> TASK INPUT:
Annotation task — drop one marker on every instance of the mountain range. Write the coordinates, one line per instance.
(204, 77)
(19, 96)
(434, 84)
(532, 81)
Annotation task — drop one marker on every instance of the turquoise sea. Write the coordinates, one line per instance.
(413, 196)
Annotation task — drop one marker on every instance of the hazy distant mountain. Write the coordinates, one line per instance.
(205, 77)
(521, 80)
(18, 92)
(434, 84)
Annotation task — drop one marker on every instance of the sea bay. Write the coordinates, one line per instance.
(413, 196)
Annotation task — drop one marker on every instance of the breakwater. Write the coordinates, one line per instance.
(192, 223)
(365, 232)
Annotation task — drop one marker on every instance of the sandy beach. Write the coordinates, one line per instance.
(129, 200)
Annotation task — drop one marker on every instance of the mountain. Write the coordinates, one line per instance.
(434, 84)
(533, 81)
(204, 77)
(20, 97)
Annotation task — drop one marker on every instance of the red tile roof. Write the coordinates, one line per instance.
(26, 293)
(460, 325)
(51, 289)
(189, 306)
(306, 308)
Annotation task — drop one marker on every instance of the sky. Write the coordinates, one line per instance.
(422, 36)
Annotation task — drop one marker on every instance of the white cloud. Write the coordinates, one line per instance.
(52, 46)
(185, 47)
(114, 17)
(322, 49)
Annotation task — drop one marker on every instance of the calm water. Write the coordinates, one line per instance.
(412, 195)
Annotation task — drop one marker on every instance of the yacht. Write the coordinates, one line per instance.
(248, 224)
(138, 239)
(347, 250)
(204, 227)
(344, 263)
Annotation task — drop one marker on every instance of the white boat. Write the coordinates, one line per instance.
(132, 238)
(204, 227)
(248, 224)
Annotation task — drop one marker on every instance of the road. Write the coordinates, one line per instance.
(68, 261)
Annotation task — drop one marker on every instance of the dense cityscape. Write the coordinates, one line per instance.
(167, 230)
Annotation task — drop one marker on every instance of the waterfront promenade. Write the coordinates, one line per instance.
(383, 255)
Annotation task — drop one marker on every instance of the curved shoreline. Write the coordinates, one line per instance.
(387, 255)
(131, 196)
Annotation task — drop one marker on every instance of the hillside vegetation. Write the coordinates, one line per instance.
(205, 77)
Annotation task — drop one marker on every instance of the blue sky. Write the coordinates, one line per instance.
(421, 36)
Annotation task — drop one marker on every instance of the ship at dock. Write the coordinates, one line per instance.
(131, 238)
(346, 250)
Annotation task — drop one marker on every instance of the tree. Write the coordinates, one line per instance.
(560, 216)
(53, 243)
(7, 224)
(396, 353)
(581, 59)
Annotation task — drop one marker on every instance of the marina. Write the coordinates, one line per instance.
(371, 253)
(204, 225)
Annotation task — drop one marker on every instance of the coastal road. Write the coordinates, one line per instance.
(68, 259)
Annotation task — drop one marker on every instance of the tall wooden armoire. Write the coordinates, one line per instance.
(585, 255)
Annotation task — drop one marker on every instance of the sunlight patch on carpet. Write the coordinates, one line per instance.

> EXERCISE DESCRIPTION: Reproduce all of the material above line for line, without changing a single word or character.

> SOLUTION FOR THIS PROBLEM:
Annotation task — drop one marker on every instance of the mountain range. Write the coordinates, one line per instance.
(204, 77)
(19, 96)
(434, 84)
(532, 81)
Annotation task — drop one marker on every instance of the turquoise sea. Write the coordinates, one line per instance.
(413, 196)
Annotation task — drop one marker on every instance of the hazy distant mountain. Write the coordinates, one line per instance.
(205, 77)
(521, 80)
(18, 92)
(434, 84)
Annotation task — drop one marker on every instance of the sea bay. Write the coordinates, one line per instance.
(413, 196)
Annotation task — drop one marker on every instance of the breakwater. Write the coordinates, one line per instance.
(192, 223)
(365, 232)
Annotation task — drop one marker on every instance of the sandy beach. Write the coordinates, one line per instance.
(129, 200)
Annotation task — drop one marker on every instance of the mountain. Write the coordinates, one line per instance.
(434, 84)
(533, 81)
(204, 77)
(20, 97)
Annotation task — drop one marker on every instance of the red tile roof. Write the coordinates, one line per instance.
(26, 293)
(460, 325)
(51, 289)
(189, 306)
(306, 308)
Annotation task — drop one marker on every instance of the sky. Write the coordinates, one line per instance.
(422, 36)
Annotation task — drop one marker on every instance of the white cloud. Write the coordinates, one line per instance.
(52, 46)
(185, 47)
(114, 17)
(322, 49)
Annotation task — drop one marker on every instance of the calm water. Write the coordinates, one line per instance.
(412, 195)
Annotation task — drop one marker on every instance of the yacht. Write the coordinates, one line per instance.
(248, 224)
(138, 239)
(347, 250)
(204, 227)
(344, 263)
Annotation task — drop one marker on every instance of the white boat. Write the coordinates, one line per instance.
(132, 238)
(204, 227)
(248, 224)
Annotation task — drop one marker on every instance of the road. Write the coordinates, one line per instance.
(68, 261)
Annotation task — drop one marker on every instance of the dense cityscape. Write the coordinates, one line per instance.
(167, 230)
Annotation task — drop one marker on every instance of the waterfront promenade. Write the coordinates, one line per instance.
(383, 255)
Annotation task — drop one marker on every instance of the curved shoreline. Write the coordinates, one line per instance.
(387, 255)
(131, 196)
Annotation task — drop one marker on every instance of the hillside vegetation. Write the coordinates, one line per instance.
(205, 77)
Annotation task — drop one marker on every instance of the blue sky. Write the coordinates, one line per instance.
(421, 36)
Annotation task — drop one marker on every instance of the ship at dock. Write the coordinates, one line per instance.
(131, 238)
(346, 250)
Annotation task — drop one marker on every instance of the tree. Write the coordinates, one line per instance.
(560, 216)
(53, 243)
(7, 224)
(396, 353)
(581, 59)
Annotation task — drop one marker on every instance of the marina. Write the coordinates, one line per instance.
(371, 253)
(204, 225)
Annotation task — drop one marker on every instance of the coastal road. Write the coordinates, one line per instance.
(68, 259)
Annotation task — drop one marker on every instance of the tall wooden armoire. Write the coordinates, one line per instance.
(585, 255)
Annotation task — drop one marker on every instance of the sunlight patch on carpet. Write the coordinates, one line per instance.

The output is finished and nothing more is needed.